◆ Goal ◆
Copy only the lines between the one holding "Question. Mark every instance of the snow-covered branch" and the one holding "x=227 y=148", inclusive, keeping their requests and format samples unchanged. Scale every x and y coordinate in the answers by 1.5, rounding each result to a whole number with halves rounded up.

##### Exercise material

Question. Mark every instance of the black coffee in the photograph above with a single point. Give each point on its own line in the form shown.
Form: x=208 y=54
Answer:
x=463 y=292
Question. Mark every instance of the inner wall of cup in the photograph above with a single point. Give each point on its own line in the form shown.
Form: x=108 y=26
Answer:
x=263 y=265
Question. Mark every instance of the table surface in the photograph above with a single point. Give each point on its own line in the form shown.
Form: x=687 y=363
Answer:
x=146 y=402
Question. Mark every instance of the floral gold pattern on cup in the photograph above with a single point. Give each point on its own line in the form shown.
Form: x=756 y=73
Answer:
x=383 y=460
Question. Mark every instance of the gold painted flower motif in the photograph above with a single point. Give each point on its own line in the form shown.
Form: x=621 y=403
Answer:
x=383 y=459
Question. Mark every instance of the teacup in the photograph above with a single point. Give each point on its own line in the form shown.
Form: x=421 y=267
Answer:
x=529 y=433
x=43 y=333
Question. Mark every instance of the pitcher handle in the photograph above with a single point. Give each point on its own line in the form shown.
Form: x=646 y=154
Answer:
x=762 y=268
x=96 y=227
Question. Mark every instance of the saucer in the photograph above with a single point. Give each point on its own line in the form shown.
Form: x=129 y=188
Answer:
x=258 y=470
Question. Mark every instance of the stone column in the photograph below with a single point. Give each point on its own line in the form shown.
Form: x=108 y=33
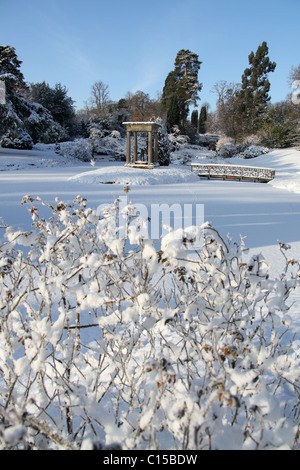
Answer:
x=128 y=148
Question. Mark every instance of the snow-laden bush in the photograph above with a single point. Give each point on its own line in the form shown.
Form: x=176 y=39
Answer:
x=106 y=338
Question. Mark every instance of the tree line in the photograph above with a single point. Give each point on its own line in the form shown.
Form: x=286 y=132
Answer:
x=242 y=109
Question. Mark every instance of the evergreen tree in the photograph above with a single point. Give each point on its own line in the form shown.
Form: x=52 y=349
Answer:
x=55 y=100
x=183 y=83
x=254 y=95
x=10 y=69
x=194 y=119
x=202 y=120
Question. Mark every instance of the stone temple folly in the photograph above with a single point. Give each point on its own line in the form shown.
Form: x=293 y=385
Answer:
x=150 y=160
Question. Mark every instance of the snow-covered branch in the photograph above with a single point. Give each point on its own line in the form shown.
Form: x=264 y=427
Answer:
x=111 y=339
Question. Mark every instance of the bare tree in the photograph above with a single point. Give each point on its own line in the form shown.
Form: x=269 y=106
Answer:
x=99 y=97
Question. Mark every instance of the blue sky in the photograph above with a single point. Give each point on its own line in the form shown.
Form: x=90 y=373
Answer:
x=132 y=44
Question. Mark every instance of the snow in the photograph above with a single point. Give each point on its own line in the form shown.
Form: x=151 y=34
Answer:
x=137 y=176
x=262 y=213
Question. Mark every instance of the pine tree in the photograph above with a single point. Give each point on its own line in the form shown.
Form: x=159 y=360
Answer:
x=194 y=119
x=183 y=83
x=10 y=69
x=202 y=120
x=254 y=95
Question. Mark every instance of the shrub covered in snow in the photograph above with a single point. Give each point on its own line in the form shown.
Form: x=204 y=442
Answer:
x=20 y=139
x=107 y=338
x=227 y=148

##########
##### Exercise material

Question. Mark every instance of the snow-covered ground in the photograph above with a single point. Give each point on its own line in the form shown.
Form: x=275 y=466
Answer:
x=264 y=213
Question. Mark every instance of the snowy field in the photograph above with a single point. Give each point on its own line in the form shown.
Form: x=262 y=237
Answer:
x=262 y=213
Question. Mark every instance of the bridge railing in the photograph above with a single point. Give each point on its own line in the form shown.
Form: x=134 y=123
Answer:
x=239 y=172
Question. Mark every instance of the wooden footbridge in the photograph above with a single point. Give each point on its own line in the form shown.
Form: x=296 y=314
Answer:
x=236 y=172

##########

◆ Exercise answer ◆
Question. Mark every instance of the snow-covered branch in the photograph above with a single point. Give each point on its own line in the form shown.
Form: x=264 y=427
Answer:
x=167 y=509
Question. Mark every instance of the bare tree in the photograph above with a single point. Give each point on its own line in the form shown.
Form: x=269 y=106
Answer:
x=149 y=146
Question. Mark every instance of the blue sky in the photograph above with a single point. Give each point on its own line in the form shown.
Form: x=90 y=373
Answer:
x=198 y=66
Question. Mark every instance of the snow in the photograph above with a single point. Give each point on its own line in the form shown.
Form: x=151 y=34
Answer:
x=206 y=264
x=393 y=320
Question. Mark every instance of the pine tree in the photograph above with a single point. Give each point on its own line in the form shown.
Form: x=159 y=360
Answer:
x=291 y=179
x=275 y=125
x=15 y=104
x=303 y=180
x=381 y=143
Question. Mark every instance of the shrub covered in snow in the photograph above with a single point. Give each point on its own line in the form shown.
Form: x=204 y=442
Answer:
x=30 y=209
x=161 y=507
x=341 y=222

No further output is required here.